[Items from a labeling collection]

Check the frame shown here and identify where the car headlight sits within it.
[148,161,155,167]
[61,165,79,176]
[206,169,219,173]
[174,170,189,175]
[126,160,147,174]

Directive: Rewrite the records above, replacing "headlight" with "taillight" and leaving everything else unchanged.

The result:
Check the frame shown here and identify where the car taillight sits within it.
[148,161,155,167]
[61,165,79,176]
[206,169,219,173]
[174,170,189,175]
[126,160,147,174]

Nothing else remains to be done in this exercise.